*** Opening of DATA SUPPLIED ***
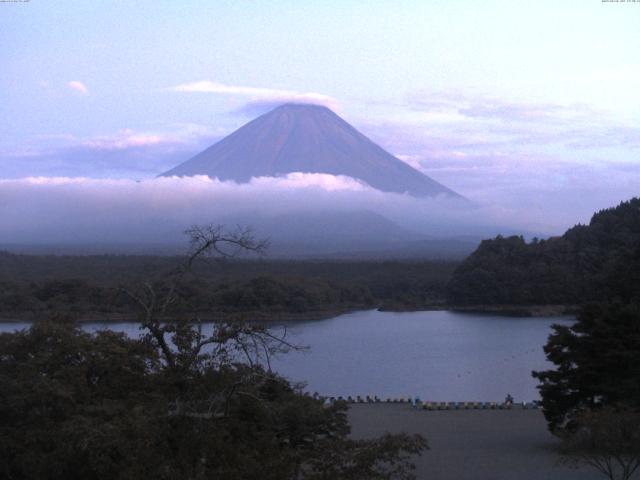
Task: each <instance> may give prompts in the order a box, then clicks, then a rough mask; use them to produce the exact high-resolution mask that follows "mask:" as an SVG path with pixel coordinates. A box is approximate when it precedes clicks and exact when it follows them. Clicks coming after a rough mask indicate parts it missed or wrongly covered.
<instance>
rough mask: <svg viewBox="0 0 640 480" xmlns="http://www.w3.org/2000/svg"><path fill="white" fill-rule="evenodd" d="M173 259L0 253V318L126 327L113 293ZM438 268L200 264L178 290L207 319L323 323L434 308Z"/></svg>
mask: <svg viewBox="0 0 640 480" xmlns="http://www.w3.org/2000/svg"><path fill="white" fill-rule="evenodd" d="M181 261H183V259H182V258H179V257H153V256H124V255H98V256H52V255H49V256H34V255H14V254H10V253H6V252H5V253H3V252H0V318H26V319H29V318H42V317H43V316H46V315H47V314H48V313H52V312H56V313H67V314H73V315H75V316H77V317H78V318H80V319H96V320H98V319H119V318H129V317H131V316H132V312H133V311H134V310H135V302H133V301H132V300H131V298H129V297H128V296H127V295H123V293H122V291H121V289H120V287H122V286H128V285H132V284H139V283H141V282H146V281H153V280H154V279H155V278H158V277H160V278H162V275H163V274H164V273H166V272H167V271H170V270H171V269H173V268H175V267H176V265H178V264H179V263H180V262H181ZM456 265H457V263H455V262H439V261H416V262H401V261H384V262H375V261H369V262H367V261H362V262H357V261H267V260H259V259H257V260H220V259H215V258H203V259H199V261H198V262H197V263H196V264H194V266H193V274H192V275H189V276H187V277H185V278H184V279H183V280H182V281H181V283H180V285H179V287H180V288H181V289H182V293H184V294H185V296H188V297H189V299H190V301H189V305H184V306H183V307H182V308H180V309H179V310H180V311H181V312H182V313H185V314H191V313H196V312H197V313H200V314H201V315H202V316H204V317H209V316H211V315H215V314H218V313H225V314H226V313H233V314H236V313H247V314H250V316H251V318H255V319H259V318H265V319H268V318H284V317H287V316H290V317H291V318H308V317H323V316H326V315H330V314H333V313H339V312H342V311H348V310H353V309H363V308H374V307H384V308H387V309H400V310H403V309H418V308H424V307H428V306H432V305H435V304H442V303H444V286H445V285H446V282H447V280H448V279H449V278H450V276H451V272H452V271H453V270H454V268H455V267H456Z"/></svg>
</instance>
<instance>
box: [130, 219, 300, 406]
mask: <svg viewBox="0 0 640 480" xmlns="http://www.w3.org/2000/svg"><path fill="white" fill-rule="evenodd" d="M185 233H186V234H187V235H188V236H189V240H190V242H189V243H190V248H189V252H188V254H187V255H186V256H185V258H184V261H183V262H182V263H181V264H180V265H178V266H177V267H176V268H175V269H173V270H171V271H169V272H168V273H166V274H163V275H160V277H159V278H156V279H155V280H153V281H151V280H147V281H144V282H142V283H141V284H139V285H136V286H133V287H125V286H123V287H121V291H122V292H124V293H125V294H126V295H127V296H128V297H129V298H131V299H132V300H133V301H134V302H135V304H136V305H138V307H139V312H140V320H141V329H142V330H143V331H145V332H146V334H145V339H146V340H147V341H149V342H151V344H153V345H154V346H155V347H157V349H158V350H159V352H160V360H161V362H162V364H163V365H164V367H165V368H168V369H170V370H173V371H175V372H176V379H177V380H176V381H178V382H180V378H181V377H183V376H184V375H188V374H189V372H190V371H194V369H195V370H198V369H200V370H204V369H206V368H209V367H211V366H213V367H215V368H217V369H220V368H221V367H225V366H226V367H229V368H232V367H233V366H234V365H235V366H236V368H237V371H240V370H241V371H242V372H243V374H242V375H240V377H239V378H240V380H238V381H237V382H235V383H234V384H233V385H231V386H230V387H229V388H226V389H225V390H224V391H221V392H219V393H217V394H216V395H214V396H212V397H210V398H208V399H206V401H205V402H203V400H202V399H201V398H200V399H198V400H197V401H190V400H188V399H185V398H176V400H175V402H173V406H172V414H174V415H177V414H180V415H188V416H192V417H202V418H204V417H206V418H211V417H222V416H224V415H225V414H226V412H227V410H228V405H229V402H230V400H231V398H232V397H233V396H237V395H240V396H241V395H251V394H250V393H249V390H251V391H255V389H256V385H259V384H260V383H261V382H268V381H274V377H273V376H272V375H269V374H268V373H270V372H271V362H270V358H271V357H272V356H273V355H274V354H276V353H284V352H286V351H289V350H291V349H300V348H301V347H298V346H296V345H293V344H292V343H290V342H289V341H288V340H287V338H286V336H287V331H286V329H284V330H283V331H282V332H281V334H279V335H276V334H274V333H272V332H271V331H270V330H269V329H268V328H266V327H265V326H264V325H258V324H250V323H247V322H245V321H243V320H241V319H224V320H220V321H216V322H212V323H211V324H210V327H211V330H210V331H208V332H206V333H205V332H204V331H203V320H202V319H201V318H200V316H199V315H198V314H197V313H196V312H195V311H194V312H193V314H192V315H191V316H190V317H189V318H179V317H178V318H171V321H167V319H168V318H170V314H171V310H172V308H173V307H174V306H175V305H176V304H178V303H181V304H187V305H188V304H189V298H188V295H185V294H184V293H183V292H182V291H181V289H180V282H181V280H182V279H183V278H184V277H185V276H186V275H187V274H189V273H190V272H192V269H193V267H194V264H195V262H196V261H197V260H198V259H199V258H202V257H205V256H209V255H213V256H216V257H218V258H230V257H235V256H237V255H238V254H240V253H247V252H249V253H253V254H262V253H264V251H265V249H266V248H267V242H266V241H259V240H256V239H255V238H254V236H253V234H252V232H251V230H249V229H241V228H237V229H236V230H234V231H227V230H225V229H224V228H223V227H222V226H214V225H206V226H193V227H191V228H190V229H188V230H187V231H186V232H185ZM240 362H241V363H242V365H248V366H249V368H244V367H243V366H240ZM254 367H260V368H254ZM265 370H266V373H265ZM243 385H246V386H250V387H251V388H247V389H243V388H242V387H243ZM256 400H258V399H256Z"/></svg>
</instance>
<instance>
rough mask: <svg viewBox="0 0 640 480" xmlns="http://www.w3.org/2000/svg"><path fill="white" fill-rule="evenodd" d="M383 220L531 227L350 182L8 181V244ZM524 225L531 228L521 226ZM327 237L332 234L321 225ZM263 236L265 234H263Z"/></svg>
mask: <svg viewBox="0 0 640 480" xmlns="http://www.w3.org/2000/svg"><path fill="white" fill-rule="evenodd" d="M363 211H366V212H374V213H376V214H378V215H380V216H383V217H384V218H386V219H388V220H390V221H392V222H394V223H396V224H397V225H398V227H399V228H400V229H402V231H405V230H406V231H411V232H416V233H421V234H423V235H424V234H428V235H436V236H438V235H440V236H447V235H462V234H474V233H476V234H478V233H479V230H478V229H479V228H480V229H481V230H482V233H483V234H488V232H490V231H493V232H495V233H497V232H498V231H500V227H504V226H506V225H509V226H511V227H517V226H521V227H522V228H524V227H525V225H524V222H522V221H518V218H519V214H518V212H517V211H512V210H508V209H505V208H502V207H496V206H471V207H470V206H469V205H461V204H458V203H456V202H453V201H451V200H448V199H446V198H428V199H420V198H415V197H411V196H409V195H405V194H395V193H383V192H380V191H377V190H374V189H372V188H370V187H369V186H367V185H365V184H363V183H362V182H359V181H357V180H354V179H352V178H349V177H342V176H333V175H326V174H306V173H292V174H289V175H287V176H284V177H278V178H273V177H261V178H254V179H252V180H251V182H249V183H246V184H237V183H234V182H222V181H218V180H216V179H210V178H209V177H206V176H196V177H187V178H178V177H169V178H166V177H163V178H157V179H152V180H145V181H140V182H136V181H132V180H118V179H89V178H68V177H31V178H24V179H15V180H0V218H1V220H0V243H4V244H7V243H14V244H15V243H40V244H47V243H48V244H60V243H77V244H86V243H99V244H109V243H131V244H133V243H140V242H143V243H144V242H147V243H152V242H155V243H157V242H159V241H160V242H162V241H164V242H180V241H181V238H182V237H181V232H182V231H183V230H184V229H185V228H188V227H189V226H191V225H193V224H206V223H230V224H231V225H232V226H234V225H236V224H238V223H244V222H245V221H247V220H246V219H262V218H277V217H278V216H281V215H285V214H296V215H306V214H308V215H310V216H313V215H314V214H322V215H324V216H325V218H326V215H328V214H329V215H330V214H331V212H343V213H344V212H363ZM520 220H522V219H520ZM313 227H314V228H317V230H318V232H320V231H322V228H323V225H315V226H313ZM256 233H257V234H258V235H260V233H261V232H259V231H258V232H256Z"/></svg>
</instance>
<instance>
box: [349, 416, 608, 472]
mask: <svg viewBox="0 0 640 480" xmlns="http://www.w3.org/2000/svg"><path fill="white" fill-rule="evenodd" d="M347 416H348V418H349V422H350V424H351V426H352V430H351V436H352V438H354V439H363V438H372V437H376V436H379V435H382V434H384V433H386V432H389V433H401V432H405V433H408V434H416V433H418V434H421V435H423V436H424V437H425V438H426V439H427V442H428V444H429V448H430V449H429V450H427V451H425V452H424V453H423V454H422V455H420V456H416V457H413V461H414V462H415V464H416V470H415V472H414V473H415V475H416V479H417V480H431V479H438V480H449V479H451V480H512V479H514V478H517V479H519V480H543V479H544V480H550V479H551V480H554V479H562V480H596V479H600V478H602V477H601V476H600V475H598V472H597V471H596V470H595V469H592V468H590V467H585V466H580V467H579V468H570V467H569V466H567V465H566V464H563V463H562V457H561V456H560V455H559V452H558V443H559V442H558V439H557V438H556V437H554V436H553V435H551V433H549V431H548V430H547V424H546V421H545V419H544V416H543V414H542V412H541V411H540V410H523V409H520V408H513V409H504V410H421V409H420V410H418V409H414V408H412V407H411V406H409V405H407V404H354V405H350V406H349V410H348V411H347Z"/></svg>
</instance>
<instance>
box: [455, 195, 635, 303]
mask: <svg viewBox="0 0 640 480" xmlns="http://www.w3.org/2000/svg"><path fill="white" fill-rule="evenodd" d="M447 298H448V301H449V302H450V303H452V304H455V305H507V304H509V305H550V304H564V305H578V304H582V303H585V302H595V301H603V300H609V301H610V300H614V301H615V300H620V301H622V302H631V301H634V300H635V301H637V300H638V299H640V198H633V199H631V200H629V201H626V202H622V203H621V204H620V205H618V206H617V207H615V208H609V209H606V210H602V211H600V212H597V213H596V214H594V215H593V217H592V218H591V221H590V222H589V225H576V226H575V227H573V228H571V229H569V230H567V232H566V233H565V234H564V235H562V236H561V237H552V238H549V239H547V240H538V239H534V240H533V241H531V242H529V243H527V242H526V241H525V240H524V239H523V238H522V237H517V236H513V237H506V238H505V237H502V236H498V237H496V238H495V239H493V240H484V241H483V242H482V243H481V244H480V246H479V247H478V249H477V250H476V251H475V252H474V253H473V254H471V255H470V256H469V257H468V258H467V259H466V260H465V261H464V262H463V263H462V264H461V265H460V266H459V267H458V268H457V269H456V270H455V272H454V274H453V276H452V278H451V280H450V281H449V283H448V285H447Z"/></svg>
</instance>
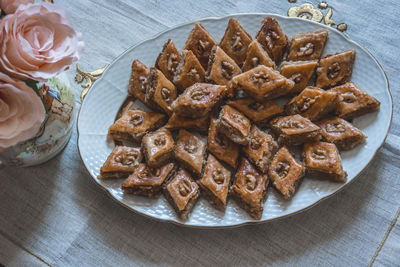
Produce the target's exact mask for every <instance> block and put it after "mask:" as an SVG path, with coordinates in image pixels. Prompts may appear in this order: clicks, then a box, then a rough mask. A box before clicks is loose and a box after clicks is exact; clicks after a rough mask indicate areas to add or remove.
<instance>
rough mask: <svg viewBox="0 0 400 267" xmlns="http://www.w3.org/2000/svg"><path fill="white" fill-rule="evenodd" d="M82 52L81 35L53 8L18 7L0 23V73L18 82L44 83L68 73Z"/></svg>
mask: <svg viewBox="0 0 400 267" xmlns="http://www.w3.org/2000/svg"><path fill="white" fill-rule="evenodd" d="M82 50H83V41H82V35H81V33H79V32H76V31H75V30H74V29H73V28H72V26H71V24H70V22H69V20H68V19H67V16H66V14H65V12H64V11H63V10H62V8H60V7H58V6H56V5H54V4H49V3H38V4H31V5H25V6H21V7H20V8H18V9H17V11H16V12H15V13H14V14H12V15H7V16H5V17H4V18H3V19H2V20H1V21H0V69H1V70H3V71H4V72H6V73H7V74H9V75H10V76H13V77H16V78H18V79H23V80H25V79H33V80H38V81H47V80H48V79H49V78H51V77H53V76H55V75H57V74H58V73H60V72H62V71H64V70H66V69H68V66H69V65H71V64H72V62H74V61H76V60H78V59H79V56H80V54H81V52H82Z"/></svg>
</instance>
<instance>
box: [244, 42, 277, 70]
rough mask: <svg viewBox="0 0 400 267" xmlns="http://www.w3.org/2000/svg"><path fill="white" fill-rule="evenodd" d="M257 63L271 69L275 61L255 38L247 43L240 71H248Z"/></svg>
mask: <svg viewBox="0 0 400 267" xmlns="http://www.w3.org/2000/svg"><path fill="white" fill-rule="evenodd" d="M258 65H264V66H267V67H270V68H273V69H274V68H275V63H274V62H273V61H272V59H271V58H270V57H269V55H268V53H267V52H266V51H265V50H264V48H262V46H261V45H260V43H259V42H258V41H257V40H253V41H252V42H251V43H250V45H249V49H248V52H247V55H246V59H245V61H244V64H243V67H242V71H243V72H245V71H248V70H250V69H252V68H255V67H257V66H258Z"/></svg>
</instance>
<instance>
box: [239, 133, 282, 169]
mask: <svg viewBox="0 0 400 267" xmlns="http://www.w3.org/2000/svg"><path fill="white" fill-rule="evenodd" d="M277 149H278V144H277V143H276V142H275V140H274V138H273V137H272V136H271V135H269V134H267V133H266V132H264V131H261V130H260V129H259V128H258V127H257V126H255V125H253V126H252V127H251V132H250V142H249V144H248V145H247V146H244V147H243V152H244V153H246V155H247V157H248V159H249V160H250V161H251V162H252V163H253V164H254V165H255V166H256V167H257V168H258V170H260V171H261V172H263V173H267V171H268V166H269V163H270V161H271V159H272V156H273V155H274V154H275V152H276V150H277Z"/></svg>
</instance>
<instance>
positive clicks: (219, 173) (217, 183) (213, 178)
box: [211, 169, 225, 184]
mask: <svg viewBox="0 0 400 267" xmlns="http://www.w3.org/2000/svg"><path fill="white" fill-rule="evenodd" d="M211 176H212V178H213V180H214V182H215V183H216V184H223V183H224V182H225V175H224V173H223V172H222V170H221V169H216V170H215V171H213V173H212V174H211Z"/></svg>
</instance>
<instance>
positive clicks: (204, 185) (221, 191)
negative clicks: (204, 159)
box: [199, 154, 231, 210]
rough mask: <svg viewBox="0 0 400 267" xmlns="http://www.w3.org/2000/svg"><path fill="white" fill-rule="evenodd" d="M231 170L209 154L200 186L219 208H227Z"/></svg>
*** Close of DATA SUPPLIED ***
Find every line above that contains the word "positive", and copy each of those lines in full.

positive clicks: (219, 173) (217, 183) (213, 178)
positive clicks: (204, 185) (221, 191)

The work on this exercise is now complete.